--- Start of Input rows ---
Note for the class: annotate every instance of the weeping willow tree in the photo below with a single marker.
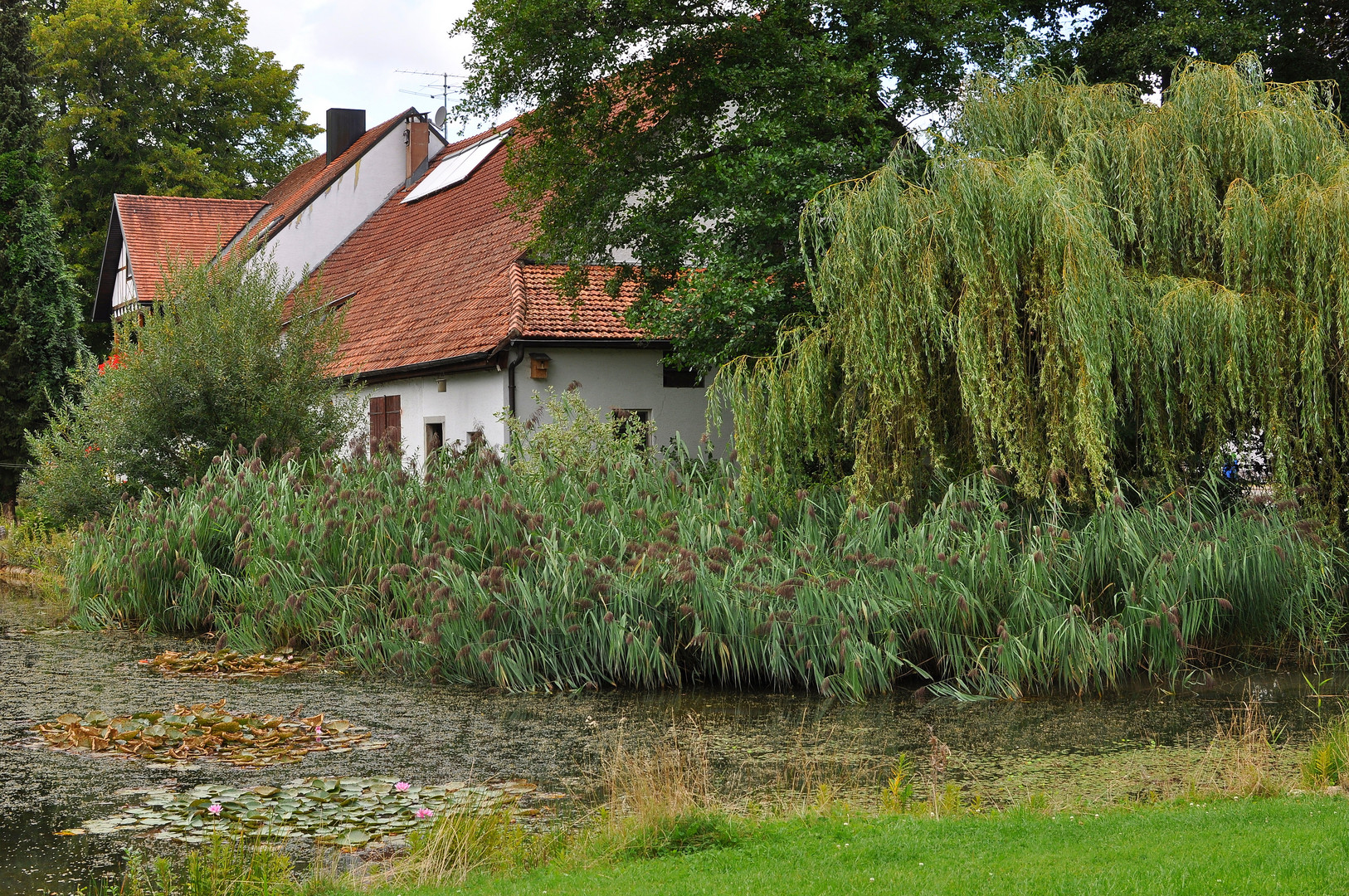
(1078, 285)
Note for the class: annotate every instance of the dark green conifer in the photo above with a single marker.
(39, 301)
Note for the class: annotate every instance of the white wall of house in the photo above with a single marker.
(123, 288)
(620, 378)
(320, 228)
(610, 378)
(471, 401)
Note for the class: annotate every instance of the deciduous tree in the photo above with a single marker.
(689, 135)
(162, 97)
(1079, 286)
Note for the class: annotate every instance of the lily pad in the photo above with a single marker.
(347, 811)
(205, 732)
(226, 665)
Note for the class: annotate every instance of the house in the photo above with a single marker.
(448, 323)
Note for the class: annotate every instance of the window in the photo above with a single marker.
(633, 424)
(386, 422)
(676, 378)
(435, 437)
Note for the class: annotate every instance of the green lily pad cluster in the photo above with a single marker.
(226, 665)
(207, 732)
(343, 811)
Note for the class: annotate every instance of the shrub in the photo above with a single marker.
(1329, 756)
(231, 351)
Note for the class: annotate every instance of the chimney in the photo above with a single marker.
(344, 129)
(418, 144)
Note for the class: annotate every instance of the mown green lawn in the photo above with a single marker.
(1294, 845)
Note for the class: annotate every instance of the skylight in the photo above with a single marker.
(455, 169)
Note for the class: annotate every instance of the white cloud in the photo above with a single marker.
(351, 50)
--- End of Input rows ---
--- Start of Input rows ---
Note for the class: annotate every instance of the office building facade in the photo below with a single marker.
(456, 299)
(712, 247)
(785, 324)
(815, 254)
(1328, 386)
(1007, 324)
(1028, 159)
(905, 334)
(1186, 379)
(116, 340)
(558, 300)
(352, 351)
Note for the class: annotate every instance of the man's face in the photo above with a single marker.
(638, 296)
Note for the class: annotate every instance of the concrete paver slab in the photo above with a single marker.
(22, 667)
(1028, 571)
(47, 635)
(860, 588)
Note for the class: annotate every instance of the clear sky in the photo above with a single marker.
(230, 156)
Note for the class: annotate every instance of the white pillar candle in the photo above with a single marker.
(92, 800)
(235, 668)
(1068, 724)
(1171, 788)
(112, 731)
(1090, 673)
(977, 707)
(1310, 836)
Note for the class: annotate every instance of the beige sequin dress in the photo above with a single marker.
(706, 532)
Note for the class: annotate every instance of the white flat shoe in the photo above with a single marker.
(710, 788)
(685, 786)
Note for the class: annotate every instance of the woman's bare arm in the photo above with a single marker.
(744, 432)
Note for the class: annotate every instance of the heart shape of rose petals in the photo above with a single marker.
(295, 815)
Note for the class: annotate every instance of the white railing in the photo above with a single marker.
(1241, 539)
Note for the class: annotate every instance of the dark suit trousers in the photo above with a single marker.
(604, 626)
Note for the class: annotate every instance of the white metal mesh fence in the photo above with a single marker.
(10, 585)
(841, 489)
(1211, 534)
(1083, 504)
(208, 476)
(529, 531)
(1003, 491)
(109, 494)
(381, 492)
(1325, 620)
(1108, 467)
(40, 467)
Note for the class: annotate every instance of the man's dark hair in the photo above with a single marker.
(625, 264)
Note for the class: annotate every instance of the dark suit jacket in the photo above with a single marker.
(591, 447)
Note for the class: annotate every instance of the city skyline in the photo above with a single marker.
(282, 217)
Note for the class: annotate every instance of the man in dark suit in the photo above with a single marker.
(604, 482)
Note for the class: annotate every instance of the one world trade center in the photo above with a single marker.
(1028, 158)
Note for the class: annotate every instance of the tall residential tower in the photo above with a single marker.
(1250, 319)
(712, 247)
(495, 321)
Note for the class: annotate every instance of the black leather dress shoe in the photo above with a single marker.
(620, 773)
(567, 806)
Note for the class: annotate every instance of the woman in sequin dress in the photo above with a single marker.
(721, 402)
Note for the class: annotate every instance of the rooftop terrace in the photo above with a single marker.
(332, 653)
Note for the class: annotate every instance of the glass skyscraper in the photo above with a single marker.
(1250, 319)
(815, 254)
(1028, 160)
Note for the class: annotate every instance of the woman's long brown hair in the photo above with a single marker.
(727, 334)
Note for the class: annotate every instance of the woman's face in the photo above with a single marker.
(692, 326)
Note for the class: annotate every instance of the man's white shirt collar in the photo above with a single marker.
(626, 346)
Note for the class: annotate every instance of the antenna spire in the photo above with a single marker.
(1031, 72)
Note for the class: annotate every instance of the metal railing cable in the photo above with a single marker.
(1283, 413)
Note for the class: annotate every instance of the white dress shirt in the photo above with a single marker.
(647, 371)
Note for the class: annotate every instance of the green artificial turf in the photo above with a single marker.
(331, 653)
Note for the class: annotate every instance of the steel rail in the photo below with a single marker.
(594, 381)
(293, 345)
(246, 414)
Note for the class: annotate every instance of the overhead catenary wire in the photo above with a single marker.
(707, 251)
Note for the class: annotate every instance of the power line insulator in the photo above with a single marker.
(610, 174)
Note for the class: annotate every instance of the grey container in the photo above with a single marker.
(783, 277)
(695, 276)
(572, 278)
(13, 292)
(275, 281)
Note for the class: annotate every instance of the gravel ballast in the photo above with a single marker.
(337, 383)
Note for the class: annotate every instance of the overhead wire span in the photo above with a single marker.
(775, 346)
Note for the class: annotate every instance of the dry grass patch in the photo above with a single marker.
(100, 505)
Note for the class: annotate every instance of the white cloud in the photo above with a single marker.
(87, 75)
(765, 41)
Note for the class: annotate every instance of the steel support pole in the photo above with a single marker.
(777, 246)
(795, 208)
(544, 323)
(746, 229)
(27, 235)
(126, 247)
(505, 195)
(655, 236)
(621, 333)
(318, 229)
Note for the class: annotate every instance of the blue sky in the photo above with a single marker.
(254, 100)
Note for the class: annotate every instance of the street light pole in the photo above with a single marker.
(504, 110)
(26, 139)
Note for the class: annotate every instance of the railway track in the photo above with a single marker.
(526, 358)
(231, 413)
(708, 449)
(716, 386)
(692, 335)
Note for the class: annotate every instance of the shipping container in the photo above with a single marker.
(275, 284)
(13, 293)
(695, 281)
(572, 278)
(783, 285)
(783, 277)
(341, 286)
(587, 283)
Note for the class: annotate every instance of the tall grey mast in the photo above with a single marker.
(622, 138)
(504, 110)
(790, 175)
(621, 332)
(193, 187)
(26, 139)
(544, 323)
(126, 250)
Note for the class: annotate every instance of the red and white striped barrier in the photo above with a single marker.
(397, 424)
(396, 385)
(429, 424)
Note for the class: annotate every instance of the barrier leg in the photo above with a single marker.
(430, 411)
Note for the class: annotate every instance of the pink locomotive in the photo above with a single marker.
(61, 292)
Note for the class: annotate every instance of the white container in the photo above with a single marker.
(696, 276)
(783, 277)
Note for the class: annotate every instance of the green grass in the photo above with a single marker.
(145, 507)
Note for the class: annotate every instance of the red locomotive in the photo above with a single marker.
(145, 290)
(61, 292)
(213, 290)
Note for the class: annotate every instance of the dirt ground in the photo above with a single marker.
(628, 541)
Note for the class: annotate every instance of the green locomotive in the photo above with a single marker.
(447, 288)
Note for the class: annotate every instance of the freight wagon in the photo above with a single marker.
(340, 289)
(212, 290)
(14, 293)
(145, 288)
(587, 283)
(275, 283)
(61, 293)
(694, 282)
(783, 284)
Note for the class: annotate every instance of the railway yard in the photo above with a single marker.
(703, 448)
--- End of Input rows ---
→ What is being asked: Identify each line in the rows above that contains the string "barrier", and copy those lines.

→ Correct answer:
Note for the class: annotate every instance of the red and white striped barrier in the photo above with a single marker.
Note for the class: annotate every instance of the barrier leg in the photo above with a single marker.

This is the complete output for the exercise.